### YOUR TASK
Repeat the lines below exactly as they appear, but leave out the images.

### DATASET CONTENT
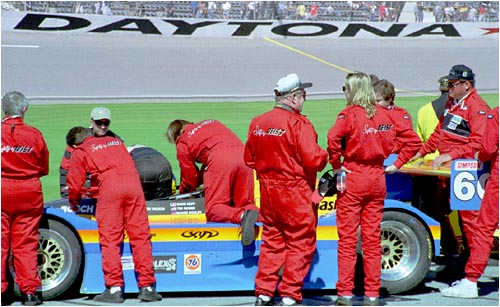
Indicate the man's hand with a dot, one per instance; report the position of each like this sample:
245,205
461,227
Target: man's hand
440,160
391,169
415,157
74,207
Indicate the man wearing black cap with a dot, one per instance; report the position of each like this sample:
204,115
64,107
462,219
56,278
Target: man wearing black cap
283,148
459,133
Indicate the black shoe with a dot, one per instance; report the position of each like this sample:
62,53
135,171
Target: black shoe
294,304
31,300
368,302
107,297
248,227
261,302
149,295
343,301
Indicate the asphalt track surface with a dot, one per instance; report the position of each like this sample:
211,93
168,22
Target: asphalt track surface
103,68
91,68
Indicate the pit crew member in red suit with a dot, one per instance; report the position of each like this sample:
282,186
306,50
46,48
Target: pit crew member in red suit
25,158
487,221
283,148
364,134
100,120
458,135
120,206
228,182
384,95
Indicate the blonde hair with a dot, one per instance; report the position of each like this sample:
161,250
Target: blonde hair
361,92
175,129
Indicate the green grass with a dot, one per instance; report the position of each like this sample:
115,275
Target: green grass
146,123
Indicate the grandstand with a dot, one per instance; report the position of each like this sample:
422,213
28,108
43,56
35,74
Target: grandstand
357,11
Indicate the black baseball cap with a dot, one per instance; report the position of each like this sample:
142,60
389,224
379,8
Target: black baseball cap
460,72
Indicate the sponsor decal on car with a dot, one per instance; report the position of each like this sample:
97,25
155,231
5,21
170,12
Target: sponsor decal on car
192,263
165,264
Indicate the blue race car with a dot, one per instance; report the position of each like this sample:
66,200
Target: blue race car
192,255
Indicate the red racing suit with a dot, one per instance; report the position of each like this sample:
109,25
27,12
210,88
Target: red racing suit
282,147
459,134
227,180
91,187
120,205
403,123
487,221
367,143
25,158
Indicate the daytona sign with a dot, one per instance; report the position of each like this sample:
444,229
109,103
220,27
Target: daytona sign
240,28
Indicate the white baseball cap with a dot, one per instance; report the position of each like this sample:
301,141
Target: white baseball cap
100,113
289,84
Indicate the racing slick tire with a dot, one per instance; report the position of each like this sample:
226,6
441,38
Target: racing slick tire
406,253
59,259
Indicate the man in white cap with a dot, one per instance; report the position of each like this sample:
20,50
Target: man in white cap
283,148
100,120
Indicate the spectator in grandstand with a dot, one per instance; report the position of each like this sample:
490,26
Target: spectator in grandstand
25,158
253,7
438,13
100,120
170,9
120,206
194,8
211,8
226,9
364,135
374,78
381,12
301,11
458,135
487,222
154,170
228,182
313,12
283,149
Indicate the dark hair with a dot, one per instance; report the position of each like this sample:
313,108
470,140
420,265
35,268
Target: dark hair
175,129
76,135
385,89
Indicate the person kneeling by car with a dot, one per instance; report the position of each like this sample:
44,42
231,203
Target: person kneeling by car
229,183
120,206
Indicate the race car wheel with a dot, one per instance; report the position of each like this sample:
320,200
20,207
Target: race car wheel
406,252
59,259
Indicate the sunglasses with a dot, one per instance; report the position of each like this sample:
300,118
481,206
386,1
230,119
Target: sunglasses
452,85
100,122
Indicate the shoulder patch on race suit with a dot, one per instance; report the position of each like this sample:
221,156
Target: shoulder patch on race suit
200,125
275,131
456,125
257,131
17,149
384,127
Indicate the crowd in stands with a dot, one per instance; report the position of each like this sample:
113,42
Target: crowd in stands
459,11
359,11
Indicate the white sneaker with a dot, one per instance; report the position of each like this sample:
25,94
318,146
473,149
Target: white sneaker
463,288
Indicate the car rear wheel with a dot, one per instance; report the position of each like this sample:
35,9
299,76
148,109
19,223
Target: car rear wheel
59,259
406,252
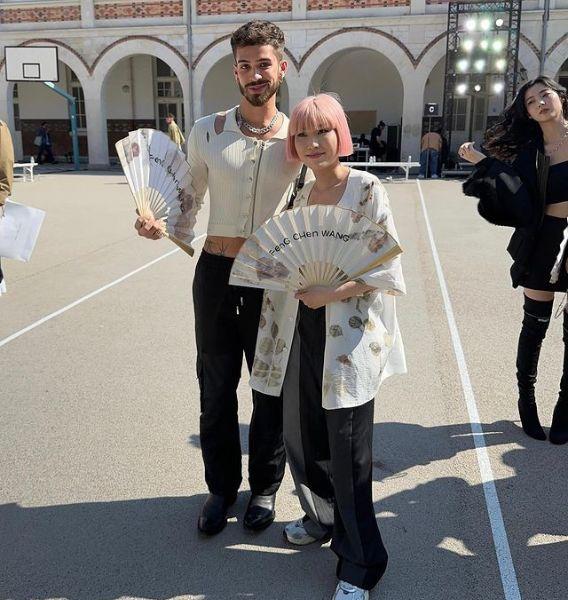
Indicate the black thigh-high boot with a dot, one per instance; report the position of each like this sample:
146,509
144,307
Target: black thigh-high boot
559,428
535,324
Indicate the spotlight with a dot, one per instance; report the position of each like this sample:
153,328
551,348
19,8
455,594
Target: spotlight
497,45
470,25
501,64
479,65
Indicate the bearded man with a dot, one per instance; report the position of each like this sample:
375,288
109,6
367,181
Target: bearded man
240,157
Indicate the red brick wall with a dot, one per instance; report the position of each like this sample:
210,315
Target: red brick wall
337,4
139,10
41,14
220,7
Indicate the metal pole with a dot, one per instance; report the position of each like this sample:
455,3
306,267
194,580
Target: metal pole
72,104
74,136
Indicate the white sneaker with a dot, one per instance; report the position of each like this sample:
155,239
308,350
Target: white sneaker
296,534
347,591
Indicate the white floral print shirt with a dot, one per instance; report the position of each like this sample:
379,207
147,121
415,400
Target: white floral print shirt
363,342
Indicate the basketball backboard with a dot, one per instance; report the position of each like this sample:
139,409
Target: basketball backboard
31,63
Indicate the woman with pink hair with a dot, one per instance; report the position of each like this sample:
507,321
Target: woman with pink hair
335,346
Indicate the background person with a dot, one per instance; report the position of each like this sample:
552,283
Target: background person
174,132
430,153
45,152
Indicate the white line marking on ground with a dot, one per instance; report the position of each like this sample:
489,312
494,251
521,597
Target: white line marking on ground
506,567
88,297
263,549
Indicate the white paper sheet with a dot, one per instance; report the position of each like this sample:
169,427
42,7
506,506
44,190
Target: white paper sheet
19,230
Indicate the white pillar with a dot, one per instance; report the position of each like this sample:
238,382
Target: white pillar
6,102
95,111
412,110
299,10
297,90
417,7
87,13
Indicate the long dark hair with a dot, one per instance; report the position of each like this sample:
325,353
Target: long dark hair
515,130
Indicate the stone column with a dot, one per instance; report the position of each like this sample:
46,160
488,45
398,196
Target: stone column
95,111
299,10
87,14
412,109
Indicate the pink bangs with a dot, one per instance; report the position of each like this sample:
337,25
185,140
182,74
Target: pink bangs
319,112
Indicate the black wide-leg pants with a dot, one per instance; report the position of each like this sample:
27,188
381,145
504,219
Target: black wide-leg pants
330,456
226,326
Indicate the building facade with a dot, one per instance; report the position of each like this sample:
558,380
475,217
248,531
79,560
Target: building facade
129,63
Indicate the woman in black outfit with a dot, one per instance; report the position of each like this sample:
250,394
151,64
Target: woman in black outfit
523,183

### FINAL ANSWER
Indicate the man's hand with a dot, one per instance; report the position of each like this sample:
245,205
461,227
Target: man's hand
440,160
391,169
415,157
74,207
Indicate the man wearing black cap with a dot, one per instance; report the position of each like this sample:
204,115
64,107
462,219
56,278
Target: man wearing black cap
283,148
459,133
Indicate the black shoe with a dot, one per instance; report the position of each like this sample:
62,53
135,171
Target: black shoe
294,304
31,300
368,302
107,297
248,227
261,302
149,295
343,301
Indicate the asphalt track surface with a dot, one per instance; report the position of each like this sample:
211,93
168,22
Target: asphalt track surface
103,68
91,68
Indicate the pit crew member in red suit with a dot, one per instance; report the position of each like this sample:
282,186
306,50
46,48
Target: pit crew member in red suit
25,158
487,221
283,148
364,134
100,120
458,135
120,206
228,182
384,95
Indicate the blonde hair with a dot, one per instance; report the position of each like this sample:
161,250
Target: blonde hair
361,92
175,129
Indicate the green grass with a dot, one per instance; report the position of each like this sample:
115,275
Target: green grass
146,123
Indicate the grandstand with a dot, one per instance; report the position of each like this sample:
422,213
28,108
43,56
35,74
Target: grandstand
357,11
Indicate the black baseball cap with a dot, one per instance; report the position of each like this sample:
142,60
389,224
379,8
Target: black baseball cap
460,72
Indicate the sponsor decal on car with a dot, one per instance; report the position of each like this sample:
97,25
155,231
5,21
170,12
Target: sponsor decal on car
192,263
165,264
Indicate the blue race car with a dot, one per instance; report the position of each like this sample:
66,200
Target: blue race car
192,255
Indicate the red racing suit with a dot, one per instance; report the position of each like this sample:
109,25
27,12
210,88
Target: red racing suit
282,147
459,134
227,180
91,187
120,205
403,123
487,221
367,143
25,158
Indicate the daytona sign with a dot, one per instance; report the position of each like this sample:
444,229
109,103
220,27
Target: daytona sign
240,28
Indicate the white baseball cap with a dot, one per instance; report the position of each like this sample:
301,141
Target: white baseball cap
100,113
289,84
Indicate the racing slick tire with a dot, one per instance; report the position of each like this sample:
226,6
441,38
Target: racing slick tire
406,253
59,259
Indicate the man in white cap with a dot, one per instance; report the position of each like this sample:
20,50
Target: man in white cap
283,148
100,120
Indicate the spectator in grandstand with a dot, one per instance; report the position of each like this sample:
490,26
Target: spectator in grandstand
25,158
253,7
438,13
100,120
170,9
120,206
194,8
211,8
226,9
364,135
374,78
381,12
301,11
458,135
487,222
154,170
228,182
313,12
283,149
Indicate the dark hair with a dot, one per instance; report the position of each like this sample:
313,108
470,140
420,265
35,268
Target: dark hair
175,129
76,135
385,89
Indicate the person kneeling by car with a dot, one per instance; report the position of each like this sample:
44,42
231,203
Target: person kneeling by car
229,183
120,206
Indicate the race car wheel with a dot, one per instance; report the position of each like this sample:
320,200
20,207
Target: race car wheel
406,252
59,259
Indicate the sunglasses with a dot, one per instance; report the position of each like this sample:
300,118
481,206
386,1
230,119
Target: sunglasses
452,85
100,122
Indicate the shoulder patch on race suit with a dot, one per instance; report the position of each like this sample:
221,156
Target: shoulder patch on race suit
200,125
275,131
456,125
257,131
17,149
384,127
Indicate the crowd in stands with a dot, one per instance; report the position of each like this sample:
113,42
Target: crowd in stands
459,11
359,11
Indicate the white sneaker with a dot, one per instance; report the position of each like this sample:
25,94
318,146
473,149
Target: white sneaker
463,288
Indicate the car rear wheel with a dot, one per instance; report the position of each like this sample:
35,9
299,76
148,109
19,223
Target: car rear wheel
59,259
406,252
Indicate the black thigh-high boot with a dot, one per instance; report the position of each like this sample:
146,509
144,307
Target: black thigh-high boot
559,428
535,324
Indicate the spotlight with a dot, one per instance; report the position of each like this sample:
153,328
551,348
19,8
455,594
Target: spotlight
497,45
470,25
501,64
479,65
Indicate the bearded man with a dot, one per instance; report the position of each like this sample:
375,288
109,6
367,181
Target: bearded man
240,157
Indicate the red brick wall with a dot, one per instance; report the position of each like this sample:
210,315
Target: red brick wall
337,4
139,10
41,14
220,7
Indicate the metal pole with a dot, one per instance; report the position of each like this sample:
455,3
306,267
194,580
Target: metal pole
72,104
74,136
Indicate the white sneaker with a dot, one per instance; report the position of each like this sample:
155,239
308,350
Target: white sneaker
296,534
347,591
Indicate the white floral print shirt with a dot, one per instance; report the position of each like this sample:
379,207
147,121
415,400
Target: white floral print shirt
363,342
Indicate the basketball backboard with a dot, one per instance; report the position of each like this sample:
139,409
Target: basketball backboard
31,63
Indicate the woman with pink hair with a dot, one per instance; report the position of each like this sample:
507,321
Target: woman with pink hair
335,346
Indicate the background person with a dot, one per instance; report the position of each like this sample:
552,283
Target: background person
174,132
430,153
45,152
Indicate the white line marking on ground with a dot, one per instance; report the position of each like this sample:
489,312
494,251
521,597
Target: white line marking on ground
506,567
88,297
263,549
Indicate the white paper sheet with a dot, one per instance; report the position of each like this sample:
169,427
42,7
506,506
44,190
Target: white paper sheet
19,230
Indicate the white pillar with a dot, one per instance; report the position of each like this sample:
238,382
Target: white pillar
6,102
95,111
412,110
299,10
297,90
417,7
87,13
Indicate the long dark hair with a dot, one per instance; report the position of each like this sample:
325,353
Target: long dark hair
515,130
Indicate the stone column with a dot, one per instance; report the position of each like this sample:
46,160
488,45
398,196
Target: stone column
95,111
299,10
87,14
412,109
Indicate the pink bangs with a dot, one per instance; report the position of each like this sample:
337,25
185,140
182,74
Target: pink bangs
319,112
Indicate the black wide-leg pants with a dot, one per instance; report the position of each like this sample:
27,188
381,145
504,219
Target: black wide-leg pants
330,456
226,326
Indicate the building facade with a dot, one per instance; report the position of each like this sample:
558,380
475,217
248,531
79,560
Target: building facade
129,63
Indicate the woman in black outfit with a dot, one per instance; report the position of each like this sample:
250,394
151,64
Target: woman in black outfit
523,183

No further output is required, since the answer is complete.